— START OF Material —
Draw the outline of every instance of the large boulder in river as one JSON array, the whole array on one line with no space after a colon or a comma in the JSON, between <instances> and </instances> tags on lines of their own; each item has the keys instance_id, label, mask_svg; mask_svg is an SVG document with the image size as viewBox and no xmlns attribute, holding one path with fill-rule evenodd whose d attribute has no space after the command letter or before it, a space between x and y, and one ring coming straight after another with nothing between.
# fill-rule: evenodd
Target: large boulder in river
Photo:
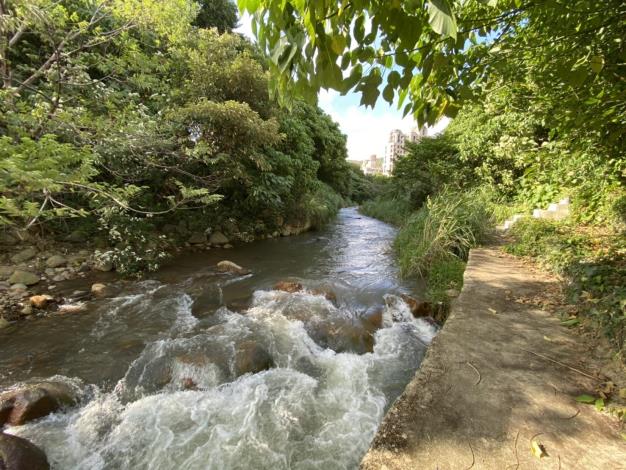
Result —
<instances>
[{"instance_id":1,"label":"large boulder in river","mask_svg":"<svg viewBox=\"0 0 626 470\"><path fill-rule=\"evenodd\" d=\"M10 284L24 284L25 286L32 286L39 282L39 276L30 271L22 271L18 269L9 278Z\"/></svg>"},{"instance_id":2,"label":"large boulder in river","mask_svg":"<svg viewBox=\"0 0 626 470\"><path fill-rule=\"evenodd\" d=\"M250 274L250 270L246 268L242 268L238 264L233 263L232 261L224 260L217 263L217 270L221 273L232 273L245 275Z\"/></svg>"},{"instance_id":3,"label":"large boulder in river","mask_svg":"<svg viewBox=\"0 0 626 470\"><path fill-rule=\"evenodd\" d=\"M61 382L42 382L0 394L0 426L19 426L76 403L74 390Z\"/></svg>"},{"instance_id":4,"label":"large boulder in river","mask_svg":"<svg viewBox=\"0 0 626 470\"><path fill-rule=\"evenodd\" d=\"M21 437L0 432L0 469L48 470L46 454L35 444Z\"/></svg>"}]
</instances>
— END OF Material —
Output these entries as a two-column CSV with the header row text,answer, writing one row for each entry that holds the entry's text and its answer. Put each field in double quotes and replace line breaks with spaces, and omit the pictures.

▶ _Output_
text,answer
"Draw the outline of every instance of the large boulder in river as one JSON array, the whole array on one line with no space after a colon or a comma in the JSON, between <instances> and </instances> tags on lines of their own; each item has the keys instance_id, label, mask_svg; mask_svg is an SVG document with the image size as viewBox and no xmlns attribute, holding one path with fill-rule evenodd whose d attribute has no space after the command letter or before it, a space between x and y, and one ring coming straight after another with nothing between. # fill-rule: evenodd Target: large boulder in river Photo: Result —","<instances> [{""instance_id"":1,""label"":""large boulder in river"",""mask_svg"":""<svg viewBox=\""0 0 626 470\""><path fill-rule=\""evenodd\"" d=\""M10 284L24 284L25 286L32 286L39 282L39 276L30 271L22 271L18 269L9 278Z\""/></svg>""},{""instance_id"":2,""label"":""large boulder in river"",""mask_svg"":""<svg viewBox=\""0 0 626 470\""><path fill-rule=\""evenodd\"" d=\""M250 274L250 270L246 268L242 268L238 264L233 263L232 261L224 260L217 263L217 270L221 273L232 273L245 275Z\""/></svg>""},{""instance_id"":3,""label"":""large boulder in river"",""mask_svg"":""<svg viewBox=\""0 0 626 470\""><path fill-rule=\""evenodd\"" d=\""M61 382L42 382L0 394L0 426L19 426L76 403L74 390Z\""/></svg>""},{""instance_id"":4,""label"":""large boulder in river"",""mask_svg"":""<svg viewBox=\""0 0 626 470\""><path fill-rule=\""evenodd\"" d=\""M21 437L0 432L0 469L48 470L46 454L35 444Z\""/></svg>""}] </instances>"